Below are the records. Retype exactly the lines between the lines holding "bed in the photo above." and "Target: louvered closet door", inclusive.

┌─ THE DATA

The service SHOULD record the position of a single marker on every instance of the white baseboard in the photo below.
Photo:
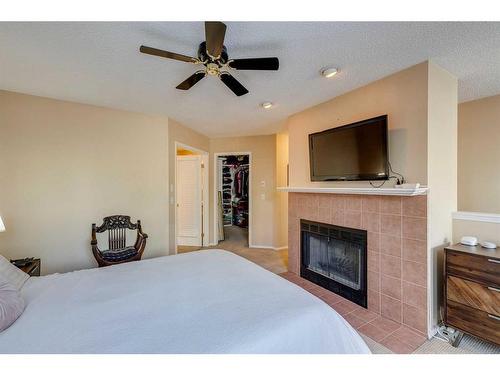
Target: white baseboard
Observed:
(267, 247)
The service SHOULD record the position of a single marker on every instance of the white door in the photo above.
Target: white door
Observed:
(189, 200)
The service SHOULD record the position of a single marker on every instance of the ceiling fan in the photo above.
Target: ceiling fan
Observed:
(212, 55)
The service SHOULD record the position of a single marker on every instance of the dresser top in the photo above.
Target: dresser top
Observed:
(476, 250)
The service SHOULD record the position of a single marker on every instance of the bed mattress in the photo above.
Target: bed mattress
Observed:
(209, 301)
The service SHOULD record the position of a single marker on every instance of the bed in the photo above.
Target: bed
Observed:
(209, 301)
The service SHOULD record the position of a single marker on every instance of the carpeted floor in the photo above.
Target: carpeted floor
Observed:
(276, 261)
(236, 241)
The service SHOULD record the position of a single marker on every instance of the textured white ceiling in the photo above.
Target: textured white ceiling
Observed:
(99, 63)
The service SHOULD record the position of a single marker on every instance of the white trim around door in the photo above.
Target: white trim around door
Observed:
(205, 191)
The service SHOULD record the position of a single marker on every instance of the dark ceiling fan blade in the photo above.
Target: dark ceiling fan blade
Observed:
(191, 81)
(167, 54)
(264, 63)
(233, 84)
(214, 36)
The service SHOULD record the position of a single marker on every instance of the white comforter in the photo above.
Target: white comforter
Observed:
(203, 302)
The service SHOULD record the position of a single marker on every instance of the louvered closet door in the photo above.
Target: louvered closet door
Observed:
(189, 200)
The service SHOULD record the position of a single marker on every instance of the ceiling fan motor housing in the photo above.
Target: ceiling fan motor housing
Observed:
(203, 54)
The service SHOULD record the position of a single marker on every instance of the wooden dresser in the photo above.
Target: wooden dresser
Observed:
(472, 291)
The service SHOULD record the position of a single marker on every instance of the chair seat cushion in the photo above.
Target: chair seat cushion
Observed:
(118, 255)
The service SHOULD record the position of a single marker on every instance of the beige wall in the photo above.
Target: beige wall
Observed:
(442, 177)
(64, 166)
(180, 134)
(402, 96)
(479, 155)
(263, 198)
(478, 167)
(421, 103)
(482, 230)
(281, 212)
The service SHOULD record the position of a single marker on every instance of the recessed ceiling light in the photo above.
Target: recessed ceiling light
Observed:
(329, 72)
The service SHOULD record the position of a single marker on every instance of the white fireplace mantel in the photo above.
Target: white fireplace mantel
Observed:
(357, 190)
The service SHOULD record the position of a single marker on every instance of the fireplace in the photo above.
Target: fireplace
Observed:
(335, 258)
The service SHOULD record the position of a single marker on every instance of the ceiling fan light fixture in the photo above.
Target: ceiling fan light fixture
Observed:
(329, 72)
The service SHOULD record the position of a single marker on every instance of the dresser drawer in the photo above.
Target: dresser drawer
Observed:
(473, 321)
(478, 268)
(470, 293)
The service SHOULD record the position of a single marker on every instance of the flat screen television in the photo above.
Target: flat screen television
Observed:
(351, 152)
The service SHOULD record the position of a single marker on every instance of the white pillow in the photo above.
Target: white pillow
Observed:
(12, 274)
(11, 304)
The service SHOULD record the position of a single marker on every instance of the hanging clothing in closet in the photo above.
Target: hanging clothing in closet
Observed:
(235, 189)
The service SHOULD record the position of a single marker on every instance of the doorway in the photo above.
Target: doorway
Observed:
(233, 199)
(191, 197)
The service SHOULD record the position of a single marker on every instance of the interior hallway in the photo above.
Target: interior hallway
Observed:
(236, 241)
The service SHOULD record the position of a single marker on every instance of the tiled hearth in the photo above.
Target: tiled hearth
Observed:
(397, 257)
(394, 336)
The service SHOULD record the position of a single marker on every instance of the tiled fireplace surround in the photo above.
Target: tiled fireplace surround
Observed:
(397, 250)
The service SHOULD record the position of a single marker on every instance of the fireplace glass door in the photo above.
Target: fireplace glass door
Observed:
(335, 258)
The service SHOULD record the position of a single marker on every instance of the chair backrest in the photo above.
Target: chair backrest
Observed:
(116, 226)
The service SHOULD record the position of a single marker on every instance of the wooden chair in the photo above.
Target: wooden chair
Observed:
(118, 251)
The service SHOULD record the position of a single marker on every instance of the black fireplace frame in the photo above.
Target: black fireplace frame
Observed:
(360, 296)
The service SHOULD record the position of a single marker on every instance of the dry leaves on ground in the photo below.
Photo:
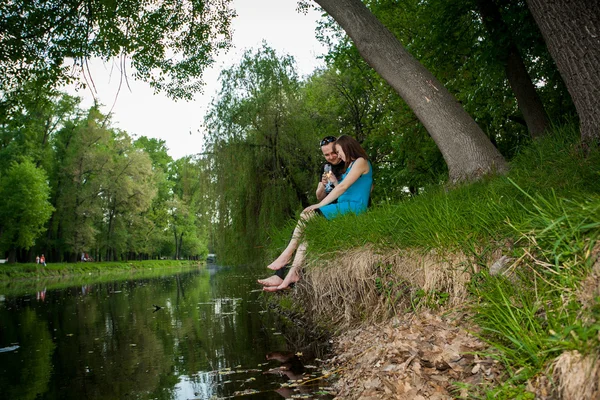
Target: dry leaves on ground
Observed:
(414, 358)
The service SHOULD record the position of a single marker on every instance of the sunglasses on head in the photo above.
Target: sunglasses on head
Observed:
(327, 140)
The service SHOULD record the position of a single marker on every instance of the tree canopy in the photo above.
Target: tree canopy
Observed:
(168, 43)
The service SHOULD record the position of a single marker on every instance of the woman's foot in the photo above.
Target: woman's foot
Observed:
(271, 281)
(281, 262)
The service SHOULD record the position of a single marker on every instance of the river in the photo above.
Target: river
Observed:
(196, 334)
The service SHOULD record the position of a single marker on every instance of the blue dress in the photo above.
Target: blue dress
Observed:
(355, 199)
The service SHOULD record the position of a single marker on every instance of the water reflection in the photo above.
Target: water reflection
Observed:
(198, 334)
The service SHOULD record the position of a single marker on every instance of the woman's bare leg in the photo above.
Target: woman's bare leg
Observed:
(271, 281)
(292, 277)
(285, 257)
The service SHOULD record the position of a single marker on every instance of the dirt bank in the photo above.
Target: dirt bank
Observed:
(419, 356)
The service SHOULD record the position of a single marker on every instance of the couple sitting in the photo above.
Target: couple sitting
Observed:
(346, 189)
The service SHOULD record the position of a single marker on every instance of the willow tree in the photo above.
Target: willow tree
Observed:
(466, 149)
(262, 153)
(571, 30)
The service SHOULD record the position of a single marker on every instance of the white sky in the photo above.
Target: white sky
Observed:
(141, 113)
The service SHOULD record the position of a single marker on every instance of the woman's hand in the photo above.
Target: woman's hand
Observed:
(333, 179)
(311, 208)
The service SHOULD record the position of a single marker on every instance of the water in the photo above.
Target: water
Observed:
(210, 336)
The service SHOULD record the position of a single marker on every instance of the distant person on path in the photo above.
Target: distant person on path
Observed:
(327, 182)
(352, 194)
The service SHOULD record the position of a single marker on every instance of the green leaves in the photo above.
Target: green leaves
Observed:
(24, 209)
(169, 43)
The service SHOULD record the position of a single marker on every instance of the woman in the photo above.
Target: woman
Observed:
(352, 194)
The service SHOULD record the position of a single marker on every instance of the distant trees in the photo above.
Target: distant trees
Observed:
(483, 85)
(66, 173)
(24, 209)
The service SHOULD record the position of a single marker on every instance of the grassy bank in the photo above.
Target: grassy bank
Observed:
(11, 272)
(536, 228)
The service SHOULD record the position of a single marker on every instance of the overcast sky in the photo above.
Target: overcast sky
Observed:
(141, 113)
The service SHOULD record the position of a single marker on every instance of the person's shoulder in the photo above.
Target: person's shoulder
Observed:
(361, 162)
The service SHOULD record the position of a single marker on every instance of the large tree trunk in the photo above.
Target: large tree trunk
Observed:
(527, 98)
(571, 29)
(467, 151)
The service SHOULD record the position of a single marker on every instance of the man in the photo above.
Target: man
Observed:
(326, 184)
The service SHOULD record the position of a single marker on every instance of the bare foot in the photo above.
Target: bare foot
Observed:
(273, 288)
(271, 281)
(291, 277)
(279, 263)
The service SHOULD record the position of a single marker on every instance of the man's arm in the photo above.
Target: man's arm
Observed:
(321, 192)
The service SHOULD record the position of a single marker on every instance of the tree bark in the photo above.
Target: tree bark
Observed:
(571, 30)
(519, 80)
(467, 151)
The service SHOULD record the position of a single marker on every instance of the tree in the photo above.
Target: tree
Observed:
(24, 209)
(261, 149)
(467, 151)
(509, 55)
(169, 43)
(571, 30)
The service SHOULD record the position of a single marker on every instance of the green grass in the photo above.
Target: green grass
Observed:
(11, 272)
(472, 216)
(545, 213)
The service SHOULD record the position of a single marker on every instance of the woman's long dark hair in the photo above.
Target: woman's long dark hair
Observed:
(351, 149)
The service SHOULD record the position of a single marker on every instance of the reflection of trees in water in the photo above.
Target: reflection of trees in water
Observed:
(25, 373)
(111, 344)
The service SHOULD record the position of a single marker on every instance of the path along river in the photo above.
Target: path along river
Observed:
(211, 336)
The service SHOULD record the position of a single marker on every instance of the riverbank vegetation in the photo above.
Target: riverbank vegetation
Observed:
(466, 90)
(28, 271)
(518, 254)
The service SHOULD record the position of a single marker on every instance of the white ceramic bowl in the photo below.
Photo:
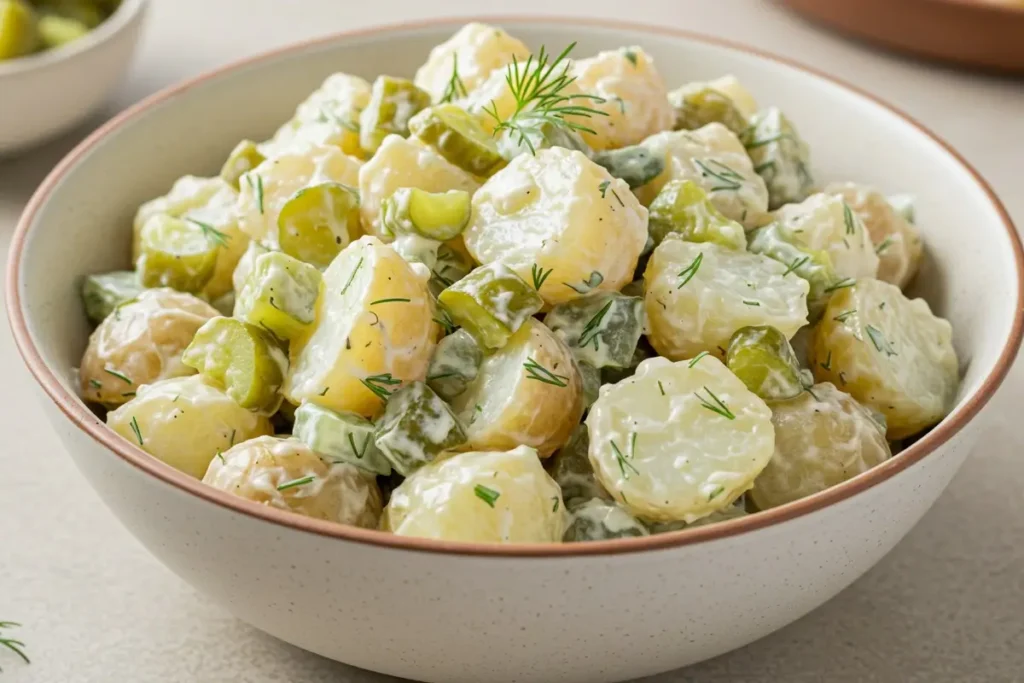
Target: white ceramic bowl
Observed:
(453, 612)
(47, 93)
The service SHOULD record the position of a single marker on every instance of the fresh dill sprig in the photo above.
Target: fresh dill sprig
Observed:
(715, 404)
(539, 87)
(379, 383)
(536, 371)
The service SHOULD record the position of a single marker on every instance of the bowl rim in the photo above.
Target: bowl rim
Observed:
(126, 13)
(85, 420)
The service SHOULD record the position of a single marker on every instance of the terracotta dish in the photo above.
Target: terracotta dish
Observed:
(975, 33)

└─

● **THE COMPLETED TASK**:
The service SHOULD record the position of a single marker on every instance of the bed in the photo above.
Target: bed
Observed:
(209, 301)
The service SHOULD record the position of a single marker on every instance of the carpeted floor in the photo above.
Target: carpeted floor
Observed:
(276, 261)
(236, 241)
The service SHOULD record the position of a single marker on every instance of the textured white ceiling in the photo above.
Target: textured white ceiling
Observed:
(99, 63)
The service SHOULD record the position of a single marker on every instance of the white trim around door in the photo above.
Target: white trim around door
Observed:
(205, 191)
The service SHOULD record the position of a single marker on every instance of the dark ceiling fan blade in the photo above.
Target: dark ceiling fan blade
Observed:
(191, 81)
(167, 54)
(264, 63)
(233, 84)
(214, 36)
The service SHOULD record the position of a single marker on every instance of the white comforter in the photo above.
Target: white comforter
Observed:
(203, 302)
The service SHOULD record the position of a single marker on every instance of the louvered closet door in the photo above.
Target: louvered closet door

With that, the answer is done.